**Was zu tun ist**
Kannst du aus dem folgenden Text über das memento mori die Stelle wortgetreu abschreiben, die mit den Worten „Was haben die“ einsetzt und nach „roh und hart?“ endet?

**Text zur Analyse**
Moment Mal
von Pfr. i.R. Stephan Flade
Gedenke der vorigen Zeiten
...und hab acht auf die Jahre von Geschlecht zu Geschlecht. Frage deinen Vater, der wird dir´s verkünden, deine Ältesten, die werden dir´s sagen.“(5. Mose 32,7)
Münchens Seniorenstift „Augustinum“ teilte uns den Tod unseres 92jährigen Freundes mit. Beide Söhne wie Ehefrau waren vor ihm verstorben. Lebenssatt, abgekämpft, sterbensmüde - so war sein Ende. Ein streitbarer Schriftsteller in der Öffentlichkeit, der sich in den 1970er bis 1990er Jahren zum deutsch-deutschen Dialog unter Autoren und Künstlern, zur Friedens- und Abrüstungsfrage, zu den Verdächtigungen der Staatsnähe nach der Wende laut vernehmlich äußerte. Seine Stimme schweigt. Späte Äußerungen hatte das Feuilleton der Medienkonzerne nicht hören wollen. Den Literatur-Redaktionen fremd, dem asozialen medialen Kapitalismus gegenüber distanziert, wurde es still um ihn. Sein letztes Buch beschrieb Altern und Abschiednehmen vom Leben im Altersheim. „Es will Abend werden“, zuvor auch Kritisches über Suchterkrankungen eines seiner Söhne. Die Rede ist von Dieter Lattmann (1926 -2018).
Warum das im „Moment mal“? Weil es ums memento mori geht, um das Erinnern unserer Sterblichkeit und um unseren Umgang mit Menschen, die vor dem letzten Lebensabschnitt stehen, ja auch um unser eigenes kommendes Sterben.
In Wittenberge soll ein Hospiz gebaut werden. Das ist gut und nötig. Es braucht Räume, um in Ruhe und Würde vom Leben Abschied zu nehmen. Mehr noch. Es braucht eine Kultur, die das Lebens-werk der aus dem aktiven Berufsleben ausgeschiedenen Alten noch einmal reflektiert und deutlich positiv, das meint hörbar, öffentlich würdigt.
Was haben die vorangegangenen Generationen für uns Nachfahren nicht alles geleistet?
Waren deren Zeitumstände, häufig komplizierter als unsere, nicht roh und hart?

**Einträge im Datensatz**
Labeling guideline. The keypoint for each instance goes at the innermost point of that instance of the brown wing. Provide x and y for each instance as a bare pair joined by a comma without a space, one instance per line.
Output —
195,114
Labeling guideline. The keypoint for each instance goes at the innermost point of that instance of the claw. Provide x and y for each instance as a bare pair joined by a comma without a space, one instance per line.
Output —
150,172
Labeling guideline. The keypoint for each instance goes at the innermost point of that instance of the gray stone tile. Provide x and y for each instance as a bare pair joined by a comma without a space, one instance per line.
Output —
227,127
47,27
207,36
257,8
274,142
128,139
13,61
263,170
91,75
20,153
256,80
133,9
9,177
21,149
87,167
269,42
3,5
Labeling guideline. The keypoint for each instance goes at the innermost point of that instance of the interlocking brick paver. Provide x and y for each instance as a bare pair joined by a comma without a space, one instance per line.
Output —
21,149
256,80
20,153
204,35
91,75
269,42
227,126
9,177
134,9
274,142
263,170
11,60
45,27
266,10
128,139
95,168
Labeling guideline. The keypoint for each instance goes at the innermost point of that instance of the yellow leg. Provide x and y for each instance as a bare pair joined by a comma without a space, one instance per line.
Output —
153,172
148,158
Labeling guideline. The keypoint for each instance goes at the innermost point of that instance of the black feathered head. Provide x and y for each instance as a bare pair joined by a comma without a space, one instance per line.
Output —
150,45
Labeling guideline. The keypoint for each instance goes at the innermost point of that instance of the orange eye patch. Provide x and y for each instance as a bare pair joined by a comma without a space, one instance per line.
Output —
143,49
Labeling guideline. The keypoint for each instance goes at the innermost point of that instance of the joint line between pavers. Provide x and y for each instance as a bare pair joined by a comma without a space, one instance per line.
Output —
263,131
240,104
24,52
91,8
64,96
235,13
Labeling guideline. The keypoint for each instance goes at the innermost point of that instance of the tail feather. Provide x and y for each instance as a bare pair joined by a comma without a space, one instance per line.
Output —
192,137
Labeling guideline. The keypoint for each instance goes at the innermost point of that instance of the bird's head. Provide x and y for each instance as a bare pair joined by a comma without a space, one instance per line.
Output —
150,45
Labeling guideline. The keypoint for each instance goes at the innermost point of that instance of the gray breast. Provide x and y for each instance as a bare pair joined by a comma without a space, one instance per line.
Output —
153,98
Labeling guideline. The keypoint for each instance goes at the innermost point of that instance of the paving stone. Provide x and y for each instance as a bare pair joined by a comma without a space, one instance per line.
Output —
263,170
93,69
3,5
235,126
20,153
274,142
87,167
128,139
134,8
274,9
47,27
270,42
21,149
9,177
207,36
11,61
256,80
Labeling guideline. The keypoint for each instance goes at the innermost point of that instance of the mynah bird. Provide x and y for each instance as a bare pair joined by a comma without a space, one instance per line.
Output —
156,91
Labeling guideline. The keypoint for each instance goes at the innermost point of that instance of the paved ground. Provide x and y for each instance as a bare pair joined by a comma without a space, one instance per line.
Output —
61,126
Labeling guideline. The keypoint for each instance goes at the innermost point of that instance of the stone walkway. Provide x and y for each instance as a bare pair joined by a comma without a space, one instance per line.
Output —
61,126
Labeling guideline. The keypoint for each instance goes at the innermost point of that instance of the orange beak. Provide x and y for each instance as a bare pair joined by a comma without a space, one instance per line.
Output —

**Antwort zur Aufgabe**
Was haben die vorangegangenen Generationen für uns Nachfahren nicht alles geleistet?
Waren deren Zeitumstände, häufig komplizierter als unsere, nicht roh und hart?